··· Estratto del documento
Rarole
-
’R, art. Il. È ’r tocco! (= è l’una). - Goffredo era ’r mi’ zio.
-
Rabbuià, v. intr. Diventare più scuro e nuvoloso. E po’ (poi) ha’ (hai) visto, ’un è nemmeno piovuto! Però ha rabbuiato. - A: Credeo d’andà un po’ a giro, ’nvece (invece) s’è rabbuiato. B: E si, s’è rirabbuiato!
-
Raccattà, v. tr. Prendere da terra, raccogliere, raccattare. L’ha’ (hai) buttato ’n (in) terra! Ora raccattalo!
-
Radia (radica), s. f. (pl. radïe) Radice. Era ’na radïa bella grossa. M’ha fatto ’onfonde! (confondere = perdere tempo)
-
Radicchiella , s. f. Radicchio selvatico, cicoria (cichorium intybus).
-
Rafanaio, s. m. Insieme di guai. In che rafanaio ti se’ (sei) messo! - In che rafanaio siamo!
-
Ràffïa , s. f. Raffica. Le due parole (rafia e raffica) logicamente non hanno la stessa pronuncia. La prima essendo ràffia, e la seconda, come tutte quelle nelle quali appare il fenomeno della gorgia, ràffïa.
······
Nell'estratto del documento, quale significato viene dato alla parola "rafanaio"? Le voci riportate di seguito provengono da una fonte diversa.
··· Elenco
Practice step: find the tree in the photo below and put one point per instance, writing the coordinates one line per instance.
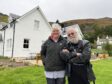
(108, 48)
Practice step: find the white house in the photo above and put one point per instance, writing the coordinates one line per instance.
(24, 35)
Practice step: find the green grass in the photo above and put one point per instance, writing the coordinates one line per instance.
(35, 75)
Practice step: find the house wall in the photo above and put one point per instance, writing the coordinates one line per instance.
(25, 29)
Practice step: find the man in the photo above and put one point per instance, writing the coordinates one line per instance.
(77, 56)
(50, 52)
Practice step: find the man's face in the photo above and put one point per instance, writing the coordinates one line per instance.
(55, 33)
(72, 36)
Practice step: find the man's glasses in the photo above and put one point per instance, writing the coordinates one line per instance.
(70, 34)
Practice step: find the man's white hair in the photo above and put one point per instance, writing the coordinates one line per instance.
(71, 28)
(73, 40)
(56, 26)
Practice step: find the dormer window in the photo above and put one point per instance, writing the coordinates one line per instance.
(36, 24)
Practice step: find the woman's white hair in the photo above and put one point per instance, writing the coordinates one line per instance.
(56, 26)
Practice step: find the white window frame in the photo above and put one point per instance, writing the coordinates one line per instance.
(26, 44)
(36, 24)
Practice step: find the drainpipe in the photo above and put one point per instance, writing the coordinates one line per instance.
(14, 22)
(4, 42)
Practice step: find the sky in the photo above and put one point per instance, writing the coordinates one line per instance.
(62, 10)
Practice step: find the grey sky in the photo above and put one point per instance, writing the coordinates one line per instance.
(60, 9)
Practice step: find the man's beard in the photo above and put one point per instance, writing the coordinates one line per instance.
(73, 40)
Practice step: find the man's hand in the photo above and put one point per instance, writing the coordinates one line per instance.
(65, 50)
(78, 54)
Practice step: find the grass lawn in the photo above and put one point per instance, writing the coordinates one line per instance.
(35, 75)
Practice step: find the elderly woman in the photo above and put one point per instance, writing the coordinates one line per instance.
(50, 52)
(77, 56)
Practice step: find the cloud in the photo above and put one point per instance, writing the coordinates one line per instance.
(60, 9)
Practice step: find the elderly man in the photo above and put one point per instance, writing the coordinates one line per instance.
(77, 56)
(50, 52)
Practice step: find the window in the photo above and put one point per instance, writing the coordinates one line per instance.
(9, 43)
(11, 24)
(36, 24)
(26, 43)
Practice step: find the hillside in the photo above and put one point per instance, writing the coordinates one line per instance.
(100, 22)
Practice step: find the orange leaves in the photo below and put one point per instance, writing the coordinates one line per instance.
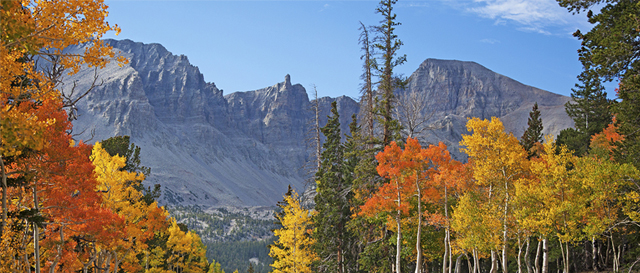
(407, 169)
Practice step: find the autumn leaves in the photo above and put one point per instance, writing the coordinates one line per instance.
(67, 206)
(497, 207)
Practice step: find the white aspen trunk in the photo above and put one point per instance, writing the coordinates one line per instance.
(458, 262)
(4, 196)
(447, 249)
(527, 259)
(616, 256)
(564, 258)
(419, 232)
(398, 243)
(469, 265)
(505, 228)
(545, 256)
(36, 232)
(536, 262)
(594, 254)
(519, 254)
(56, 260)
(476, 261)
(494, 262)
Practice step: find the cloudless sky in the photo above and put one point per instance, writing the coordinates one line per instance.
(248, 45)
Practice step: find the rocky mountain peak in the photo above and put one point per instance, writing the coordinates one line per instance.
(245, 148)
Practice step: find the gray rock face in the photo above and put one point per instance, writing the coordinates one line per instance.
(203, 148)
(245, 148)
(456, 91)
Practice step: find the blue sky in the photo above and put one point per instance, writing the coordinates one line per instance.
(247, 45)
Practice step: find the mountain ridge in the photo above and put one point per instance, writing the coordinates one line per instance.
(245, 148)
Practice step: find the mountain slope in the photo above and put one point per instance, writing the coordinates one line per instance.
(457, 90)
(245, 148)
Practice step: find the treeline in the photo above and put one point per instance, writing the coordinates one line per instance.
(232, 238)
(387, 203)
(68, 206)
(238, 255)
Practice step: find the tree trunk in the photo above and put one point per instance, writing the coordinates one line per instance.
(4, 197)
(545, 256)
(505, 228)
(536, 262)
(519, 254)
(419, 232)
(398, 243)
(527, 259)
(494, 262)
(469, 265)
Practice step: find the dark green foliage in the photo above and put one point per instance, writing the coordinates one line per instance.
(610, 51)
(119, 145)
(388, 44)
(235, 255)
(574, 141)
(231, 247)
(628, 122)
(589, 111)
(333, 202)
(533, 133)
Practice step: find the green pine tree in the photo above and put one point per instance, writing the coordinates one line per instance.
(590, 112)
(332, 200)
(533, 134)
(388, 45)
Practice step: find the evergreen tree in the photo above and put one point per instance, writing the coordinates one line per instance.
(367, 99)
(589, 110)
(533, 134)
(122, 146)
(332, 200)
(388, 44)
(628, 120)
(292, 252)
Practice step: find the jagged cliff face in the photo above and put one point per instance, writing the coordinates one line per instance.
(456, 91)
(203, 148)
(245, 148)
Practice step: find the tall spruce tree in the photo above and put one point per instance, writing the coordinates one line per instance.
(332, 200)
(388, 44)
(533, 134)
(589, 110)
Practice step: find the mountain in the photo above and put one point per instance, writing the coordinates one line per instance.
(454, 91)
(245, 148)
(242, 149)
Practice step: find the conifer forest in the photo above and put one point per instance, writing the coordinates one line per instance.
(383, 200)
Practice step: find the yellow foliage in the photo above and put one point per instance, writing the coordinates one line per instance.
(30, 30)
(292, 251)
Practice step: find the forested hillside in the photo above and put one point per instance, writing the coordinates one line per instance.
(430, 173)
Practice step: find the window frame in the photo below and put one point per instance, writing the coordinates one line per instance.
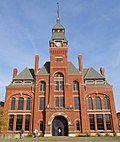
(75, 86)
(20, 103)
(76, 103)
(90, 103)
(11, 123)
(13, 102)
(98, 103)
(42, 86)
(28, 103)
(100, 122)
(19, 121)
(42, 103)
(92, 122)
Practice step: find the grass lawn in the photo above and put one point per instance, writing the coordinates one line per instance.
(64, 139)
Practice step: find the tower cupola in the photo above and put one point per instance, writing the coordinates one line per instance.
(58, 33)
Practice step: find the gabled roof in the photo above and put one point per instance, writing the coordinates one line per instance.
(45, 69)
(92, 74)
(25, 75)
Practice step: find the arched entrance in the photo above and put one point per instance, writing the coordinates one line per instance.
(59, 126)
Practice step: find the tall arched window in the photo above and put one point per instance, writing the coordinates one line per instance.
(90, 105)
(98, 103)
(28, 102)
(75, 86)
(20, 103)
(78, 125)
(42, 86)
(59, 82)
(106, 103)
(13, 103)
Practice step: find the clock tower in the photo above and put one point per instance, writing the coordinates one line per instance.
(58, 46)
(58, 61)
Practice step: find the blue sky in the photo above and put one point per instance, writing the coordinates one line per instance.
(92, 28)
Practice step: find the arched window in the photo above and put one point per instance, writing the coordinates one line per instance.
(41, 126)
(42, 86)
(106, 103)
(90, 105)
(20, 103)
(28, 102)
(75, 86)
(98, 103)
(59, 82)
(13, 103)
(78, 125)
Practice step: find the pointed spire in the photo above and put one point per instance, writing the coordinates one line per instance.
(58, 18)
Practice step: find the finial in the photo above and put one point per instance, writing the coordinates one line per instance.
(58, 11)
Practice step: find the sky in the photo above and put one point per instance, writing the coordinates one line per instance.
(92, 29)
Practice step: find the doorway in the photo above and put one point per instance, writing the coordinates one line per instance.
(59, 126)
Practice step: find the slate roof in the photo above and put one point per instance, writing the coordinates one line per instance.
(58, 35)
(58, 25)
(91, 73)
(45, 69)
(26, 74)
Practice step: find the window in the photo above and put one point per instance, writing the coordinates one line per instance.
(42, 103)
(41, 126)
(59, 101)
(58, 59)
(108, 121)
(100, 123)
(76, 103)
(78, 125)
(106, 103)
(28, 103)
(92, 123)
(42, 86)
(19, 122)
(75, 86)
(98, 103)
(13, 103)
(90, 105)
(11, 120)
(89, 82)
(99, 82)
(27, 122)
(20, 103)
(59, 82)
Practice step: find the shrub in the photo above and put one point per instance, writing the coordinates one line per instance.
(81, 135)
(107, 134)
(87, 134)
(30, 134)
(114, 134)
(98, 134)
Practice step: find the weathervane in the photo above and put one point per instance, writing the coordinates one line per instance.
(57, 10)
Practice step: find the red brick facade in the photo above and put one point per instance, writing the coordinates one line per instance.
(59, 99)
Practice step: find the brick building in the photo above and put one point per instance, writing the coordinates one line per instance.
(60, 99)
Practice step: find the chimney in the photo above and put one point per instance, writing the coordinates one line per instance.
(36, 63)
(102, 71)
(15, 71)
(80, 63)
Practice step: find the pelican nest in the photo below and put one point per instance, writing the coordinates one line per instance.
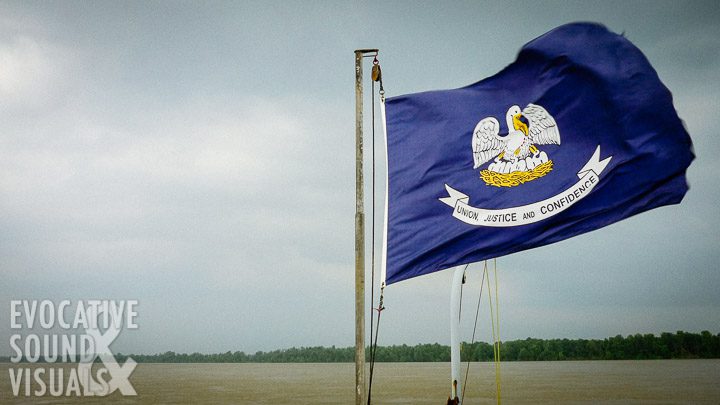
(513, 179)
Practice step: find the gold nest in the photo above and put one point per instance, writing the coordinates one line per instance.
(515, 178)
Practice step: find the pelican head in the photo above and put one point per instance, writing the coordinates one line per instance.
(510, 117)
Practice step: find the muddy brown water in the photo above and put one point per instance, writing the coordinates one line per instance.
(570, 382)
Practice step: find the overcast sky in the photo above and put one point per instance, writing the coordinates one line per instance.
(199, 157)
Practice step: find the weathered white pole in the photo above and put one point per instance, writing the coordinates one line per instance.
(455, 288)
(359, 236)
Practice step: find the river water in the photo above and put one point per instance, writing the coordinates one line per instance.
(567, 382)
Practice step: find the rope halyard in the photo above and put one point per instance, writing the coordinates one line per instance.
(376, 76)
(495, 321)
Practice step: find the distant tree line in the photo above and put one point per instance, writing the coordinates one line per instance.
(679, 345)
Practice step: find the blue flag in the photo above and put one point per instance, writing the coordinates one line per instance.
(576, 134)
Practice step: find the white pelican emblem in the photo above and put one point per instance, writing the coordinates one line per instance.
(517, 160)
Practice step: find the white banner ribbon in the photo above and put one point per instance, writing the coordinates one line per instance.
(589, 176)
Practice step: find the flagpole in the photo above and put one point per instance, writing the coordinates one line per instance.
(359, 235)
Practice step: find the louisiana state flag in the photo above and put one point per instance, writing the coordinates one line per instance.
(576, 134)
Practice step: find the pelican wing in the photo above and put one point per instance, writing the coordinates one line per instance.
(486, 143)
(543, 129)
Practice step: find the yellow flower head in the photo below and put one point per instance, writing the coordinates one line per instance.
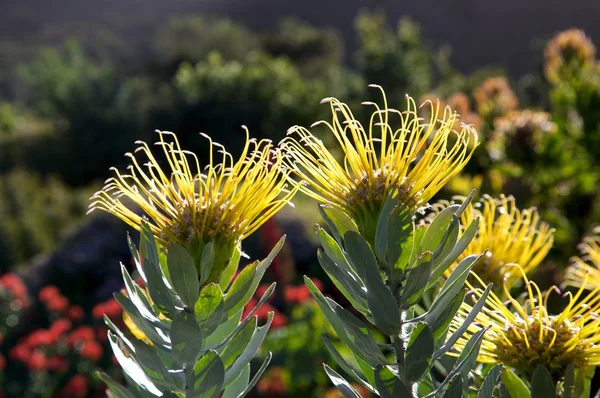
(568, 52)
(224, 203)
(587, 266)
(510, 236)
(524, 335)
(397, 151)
······
··· Elenco
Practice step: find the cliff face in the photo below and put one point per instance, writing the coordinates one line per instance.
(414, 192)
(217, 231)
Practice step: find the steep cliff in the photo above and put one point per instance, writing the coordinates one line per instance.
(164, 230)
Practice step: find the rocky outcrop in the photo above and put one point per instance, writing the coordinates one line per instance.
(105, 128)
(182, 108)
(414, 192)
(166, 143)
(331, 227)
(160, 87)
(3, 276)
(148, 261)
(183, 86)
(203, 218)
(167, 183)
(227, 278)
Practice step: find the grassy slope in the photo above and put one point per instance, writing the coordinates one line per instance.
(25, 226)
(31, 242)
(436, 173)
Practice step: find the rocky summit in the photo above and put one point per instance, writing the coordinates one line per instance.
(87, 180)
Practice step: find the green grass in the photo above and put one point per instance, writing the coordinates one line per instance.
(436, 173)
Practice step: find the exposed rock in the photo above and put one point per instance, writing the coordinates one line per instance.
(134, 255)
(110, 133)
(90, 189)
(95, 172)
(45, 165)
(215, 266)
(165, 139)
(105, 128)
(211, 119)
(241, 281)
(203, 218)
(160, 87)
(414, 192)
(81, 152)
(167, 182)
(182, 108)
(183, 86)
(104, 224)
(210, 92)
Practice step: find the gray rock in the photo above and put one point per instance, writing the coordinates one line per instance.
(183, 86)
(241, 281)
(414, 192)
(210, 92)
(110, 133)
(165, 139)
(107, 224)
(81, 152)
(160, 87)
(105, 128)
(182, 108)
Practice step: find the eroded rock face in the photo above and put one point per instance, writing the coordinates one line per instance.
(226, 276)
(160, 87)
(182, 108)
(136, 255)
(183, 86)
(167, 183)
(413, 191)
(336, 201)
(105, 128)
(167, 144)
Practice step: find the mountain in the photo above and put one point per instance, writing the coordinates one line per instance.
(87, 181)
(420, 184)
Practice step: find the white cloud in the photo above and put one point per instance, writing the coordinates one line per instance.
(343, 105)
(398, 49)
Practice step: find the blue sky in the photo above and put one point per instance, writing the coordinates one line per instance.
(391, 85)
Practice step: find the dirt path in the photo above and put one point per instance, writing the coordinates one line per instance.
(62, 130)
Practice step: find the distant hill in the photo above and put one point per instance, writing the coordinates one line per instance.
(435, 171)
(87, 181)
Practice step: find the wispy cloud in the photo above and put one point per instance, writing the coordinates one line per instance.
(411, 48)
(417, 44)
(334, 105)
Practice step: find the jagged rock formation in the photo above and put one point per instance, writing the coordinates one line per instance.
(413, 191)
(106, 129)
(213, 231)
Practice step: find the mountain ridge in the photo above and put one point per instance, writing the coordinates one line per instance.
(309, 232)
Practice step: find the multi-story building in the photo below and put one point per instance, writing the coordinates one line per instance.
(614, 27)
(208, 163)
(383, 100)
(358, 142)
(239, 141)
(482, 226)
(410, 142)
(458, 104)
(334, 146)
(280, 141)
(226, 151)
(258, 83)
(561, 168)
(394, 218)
······
- [Risposta scritta] Insieme di guai.